**Aim:**
Please copy all the lines that follow, word for word.

(Part of a data file)
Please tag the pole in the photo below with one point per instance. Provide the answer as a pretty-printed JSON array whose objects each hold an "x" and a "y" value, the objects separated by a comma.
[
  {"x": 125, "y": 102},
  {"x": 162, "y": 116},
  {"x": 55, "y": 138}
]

**Complete output:**
Please tag the pole in the photo below with one point per instance. Provide the answer as a pretty-printed JSON array whose objects each hold an "x" and a "y" value, the objects separated by a comma.
[
  {"x": 125, "y": 102},
  {"x": 162, "y": 116},
  {"x": 55, "y": 138}
]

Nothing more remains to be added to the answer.